What is asked = Please output the lines shown below exactly as they appear.

--- begin Provided entries ---

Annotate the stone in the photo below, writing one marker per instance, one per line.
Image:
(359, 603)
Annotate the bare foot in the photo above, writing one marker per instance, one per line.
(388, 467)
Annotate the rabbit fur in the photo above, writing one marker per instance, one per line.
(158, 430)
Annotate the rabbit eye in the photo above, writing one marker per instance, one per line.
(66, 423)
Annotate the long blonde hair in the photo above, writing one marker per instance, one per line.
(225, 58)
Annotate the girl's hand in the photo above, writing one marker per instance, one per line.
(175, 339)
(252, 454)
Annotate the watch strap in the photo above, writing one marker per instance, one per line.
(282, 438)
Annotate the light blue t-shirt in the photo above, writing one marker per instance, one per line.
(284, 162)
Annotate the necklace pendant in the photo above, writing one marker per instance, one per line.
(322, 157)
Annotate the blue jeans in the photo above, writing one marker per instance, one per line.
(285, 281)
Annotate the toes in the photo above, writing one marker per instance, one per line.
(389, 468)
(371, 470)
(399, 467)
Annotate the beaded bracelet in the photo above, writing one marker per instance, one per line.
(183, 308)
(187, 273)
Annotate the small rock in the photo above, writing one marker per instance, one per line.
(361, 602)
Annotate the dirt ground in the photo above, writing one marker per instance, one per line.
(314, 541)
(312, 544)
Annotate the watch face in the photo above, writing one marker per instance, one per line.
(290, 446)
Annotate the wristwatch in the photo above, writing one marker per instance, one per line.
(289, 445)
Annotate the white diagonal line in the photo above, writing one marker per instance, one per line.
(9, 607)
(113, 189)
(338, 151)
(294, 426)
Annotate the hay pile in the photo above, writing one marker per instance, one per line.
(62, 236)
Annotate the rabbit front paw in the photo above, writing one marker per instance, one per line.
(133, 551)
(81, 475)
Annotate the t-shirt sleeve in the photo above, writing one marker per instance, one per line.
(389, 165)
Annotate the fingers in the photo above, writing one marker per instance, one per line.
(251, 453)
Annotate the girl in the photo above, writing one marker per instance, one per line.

--- end Provided entries ---

Solution below =
Annotate the stone in the photo below, writing one marker per instance, one per line.
Image:
(359, 603)
Annotate the bare foot in the photo above, writing one marker per instance, one per line.
(388, 467)
Annotate the rabbit fur in the photo above, writing one marker per instance, one per line.
(158, 430)
Annotate the rabbit eye in the photo above, writing one marker per instance, one per line.
(66, 423)
Annotate the long blonde hair in the photo above, writing one marker per instance, one per line.
(225, 58)
Annotate the girl's hand in the photo above, writing one marker per instance, one per line.
(175, 339)
(252, 454)
Annotate the watch strap in the photo above, writing one marker per instance, one per line.
(282, 438)
Annotate the light blue t-shirt in the photo above, writing one marker per instance, one per line.
(284, 162)
Annotate the necklace pendant in the photo above, writing one marker per instance, one per line.
(322, 157)
Annotate the blue jeans in the photo above, writing one marker per instance, one per line.
(285, 281)
Annotate the toes in the photo above, writing one marker per instance, one per line.
(389, 468)
(371, 470)
(399, 467)
Annotate the beaded bracelet in the photo above, writing one marker per instance, one per line.
(183, 308)
(187, 273)
Annotate the small rock in the photo above, writing one marker per instance, one per line.
(361, 602)
Annotate the dirt ground in the photo above, writing one marker per instance, one per line.
(314, 541)
(312, 544)
Annotate the watch face in the photo above, writing one marker per instance, one per line.
(290, 446)
Annotate the wristwatch in the photo above, writing one marker per instance, one per line.
(289, 445)
Annotate the white diagonal line in the photo above, writing one marker per instance, one per line.
(9, 607)
(113, 189)
(338, 151)
(294, 426)
Annotate the hay pile in the photo above, writing one marker per instance, one per line.
(62, 236)
Annotate the rabbit front paw in the photo above, writing one marker per instance, one per line.
(133, 551)
(81, 475)
Annotate the t-shirt sleeve in the photo above, writing one marker per instance, one per line.
(389, 165)
Annotate the fingers in the photo above, writing one marker per instance, one per line.
(251, 453)
Annotate the girl in the photo above, writing one marker per instance, one per line.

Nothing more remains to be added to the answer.